Please set down all the lines beneath this one exactly, without the pictures.

········

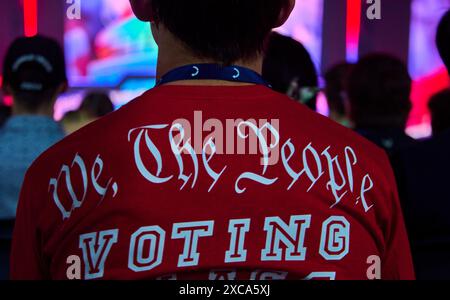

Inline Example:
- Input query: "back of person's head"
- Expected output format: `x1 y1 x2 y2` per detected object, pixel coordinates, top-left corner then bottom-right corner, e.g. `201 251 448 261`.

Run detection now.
325 63 354 125
131 0 295 65
436 10 450 72
428 89 450 135
262 33 318 110
80 92 114 118
348 54 412 129
3 36 67 113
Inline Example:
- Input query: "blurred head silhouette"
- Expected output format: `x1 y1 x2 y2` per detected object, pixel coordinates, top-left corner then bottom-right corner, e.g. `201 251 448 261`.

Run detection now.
325 63 354 127
262 33 318 110
348 54 412 130
436 10 450 72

········

* Full answer *
Inline Example:
- Input query: "back of person's head"
- Expected output format: `x1 y1 x2 y2` per detected object, pixel coordinates, top-left corner then bottom-right corner, e.g. `201 251 448 261`.

Run detection now.
325 63 354 125
131 0 295 65
436 10 450 72
428 89 450 135
262 33 318 110
80 92 114 118
348 54 412 129
3 36 67 113
Inline Example:
- Input query: "blurred head silhouette"
- Expected output format: `x1 y1 x2 y2` per detected object, pixel coordinates, top-left corner then bottom-right corner, e.g. `201 251 448 261`.

Run detection now.
325 63 354 127
262 33 318 110
348 54 412 130
436 10 450 72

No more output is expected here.